* Written tasks *
A – Sum up the passage below on Frida Kahlo's self portraits and Chicano art in two sentences.
B – Answer these questions using the passage below on Kahlo's self portraits:
(i) What kind of mask does the nurse wear in "My Nurse and I"?
(ii) In "What the Water Gave Me," which two women float on a sponge?
(iii) In which decades did the Chicano movement take place?
C – Carry on the passage below about Kahlo's self portraits and Chicano art, starting where it stops.
─── Source passage
She incorporated the use of Mexican and pre-Colombian art work, imagery and concepts in some of her works which included “My Nurse and I”, a self portrait that depicts Kahlo in the hands of a nurse with an Olmec mask, “Tree of Hope” which depicts an image of the sun and the moon as functions that depicted the two sided nature of life.
“The Love Embrace of the Universe” was a self portrait that depicted Kahlo and her husband, Diego, in the arms of the universe personified by the Colombian goddess.
Kahlo’s most famous self portrait was” What the Water Gave Me” which was viewed by many artists and feminists to be a self reflection of her traumatic life. The self portrait demonstrated a variety of images that were related to Kahlo’s personal life.
These images included an image of her parents, an image depicting her Indian and European background which is demonstrated by an image of one naked Indian woman and a white woman floating on a sponge.
Other images that depicted Kahlo’s tumultuous life included a bleeding heart, a skeleton seated on a mound, a dead bird on a tree and her Tehuana Indian dress which all depicted the physical and psychological pain that she experienced as a result of her accident injuries, the pain of loosing her child as well as her husband’s infidelities.4
As stated earlier Chicano art has its foundation from the Chicano movement that took place in the 1960s and 70s although contemporary artistic Chicano renaissance work had its roots from the folk arts that emerged in the southwestern regions of America during the same period.
──────
─── Raw data
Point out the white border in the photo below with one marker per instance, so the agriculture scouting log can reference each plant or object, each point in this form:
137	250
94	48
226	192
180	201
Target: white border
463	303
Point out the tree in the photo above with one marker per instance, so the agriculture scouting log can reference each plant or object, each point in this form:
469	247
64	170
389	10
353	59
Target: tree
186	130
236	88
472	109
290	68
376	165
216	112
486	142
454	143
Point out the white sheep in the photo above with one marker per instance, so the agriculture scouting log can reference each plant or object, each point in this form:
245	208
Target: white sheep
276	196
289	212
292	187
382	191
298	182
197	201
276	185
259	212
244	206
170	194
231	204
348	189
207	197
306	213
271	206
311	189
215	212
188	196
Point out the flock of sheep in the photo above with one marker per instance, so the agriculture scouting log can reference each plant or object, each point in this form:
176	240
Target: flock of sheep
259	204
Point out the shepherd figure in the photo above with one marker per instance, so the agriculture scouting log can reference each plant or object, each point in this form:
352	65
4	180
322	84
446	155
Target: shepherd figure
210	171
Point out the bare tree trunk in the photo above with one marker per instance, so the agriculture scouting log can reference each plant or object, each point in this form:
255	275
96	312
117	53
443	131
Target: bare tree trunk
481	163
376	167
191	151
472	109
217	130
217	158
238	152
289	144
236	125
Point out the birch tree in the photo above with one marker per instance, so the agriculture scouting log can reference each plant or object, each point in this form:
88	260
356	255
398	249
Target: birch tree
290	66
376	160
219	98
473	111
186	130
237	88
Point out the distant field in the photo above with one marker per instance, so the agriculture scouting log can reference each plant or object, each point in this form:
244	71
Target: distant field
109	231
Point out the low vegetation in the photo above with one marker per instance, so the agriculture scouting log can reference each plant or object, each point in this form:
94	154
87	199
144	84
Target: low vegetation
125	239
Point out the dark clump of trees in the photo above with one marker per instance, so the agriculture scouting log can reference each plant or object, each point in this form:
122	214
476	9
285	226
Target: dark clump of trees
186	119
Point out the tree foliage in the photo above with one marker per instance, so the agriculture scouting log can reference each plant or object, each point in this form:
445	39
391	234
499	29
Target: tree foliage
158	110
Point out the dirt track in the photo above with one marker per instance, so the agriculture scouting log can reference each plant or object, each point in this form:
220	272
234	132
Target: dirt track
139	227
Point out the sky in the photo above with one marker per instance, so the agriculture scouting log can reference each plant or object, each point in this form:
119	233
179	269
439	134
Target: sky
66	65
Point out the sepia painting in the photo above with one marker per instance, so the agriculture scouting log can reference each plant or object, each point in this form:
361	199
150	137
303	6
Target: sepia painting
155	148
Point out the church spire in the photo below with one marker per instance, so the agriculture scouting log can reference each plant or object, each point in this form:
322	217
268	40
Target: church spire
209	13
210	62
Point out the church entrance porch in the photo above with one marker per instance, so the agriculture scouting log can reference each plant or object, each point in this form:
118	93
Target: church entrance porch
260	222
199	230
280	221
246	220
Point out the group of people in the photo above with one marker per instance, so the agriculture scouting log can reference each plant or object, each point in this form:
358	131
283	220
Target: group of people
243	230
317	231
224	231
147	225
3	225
──────
* Expected results *
A – Kahlo drew on Mexican and pre-Colombian art, imagery and concepts in works such as "My Nurse and I," "Tree of Hope" and "The Love Embrace of the Universe." Her most famous self portrait, "What the Water Gave Me," uses images from her personal life to show the physical and psychological pain she lived through, and the passage then notes that Chicano art grew out of the Chicano movement of the 1960s and 70s.

B –
(i) An Olmec mask.
(ii) One naked Indian woman and a white woman.
(iii) The 1960s and 70s.

C –
Chicano artists who were part of the Chicano movement looked for artistic ways to protest about the social inequalities that they were experiencing during the 1960s and 70s. The Chicano artists focused on feminist concerns during that time as they incorporated the works of Frida Kahlo into their art forms.
They also used the image of the Virgin of Guadalupe as a feminist role model and a source of inspiration in their art works. The Chicano art circles organized themselves into groups that would be used to promote art and also advance their feminist concerns to the rest of the world.5
The renaissance of Chicano art was seen as a visual expression of the “movimiento” ideology that existed during the Chicano movement. Examples of these ideologies included cultural affirmation, emphasis on families and social status, brotherhood and political assertion.
The most notable Chicano artists included the famous muralist from south California, Judith Baca. Other Chicano artists included Patricia Rodriguez who was a retablo artist, Yolanda Lopez who was a specialist in La Guadalupana paintings, Carmen Lomas Garza who was a specialist on family portraits and Santa Barraza who was a cultural chronicler.
Despite the fact that Chicano art emerged from a political movement, it has continued to develop and grow over the years to represent the various cultural contexts of the Mexican society. By the 1990s many Chicano artists had joined a growing group of artists that practiced multiculturalism in their art works.
These artists recognized the various changes that were taking place in the society especially within the Mexican American community living in the United States. Chicano art work during this time experienced experimental designs with media forms such as films and videos as well as sculptures and other artistic forms.
The Chicano artists also incorporated some aspects of their older art forms to ensure that the original Mexican culture was incorporated into the new age art forms. As the Chicano artists entered into mainstream art, their works began to gain a broader appeal with the American society.
During the Chicano movement, Chicano artists mostly adapted themes from mythologies such as Aztec and Maya into their artistic works, in the process creating new art forms that symbolized the struggles that the political activists were going through during the movement.
The artists mostly used Pre-Columbian symbols and icons such as Emiliano Zapata who was a Mexican revolutionary and the Virgin of Guadalupe in their murals and artistic posters.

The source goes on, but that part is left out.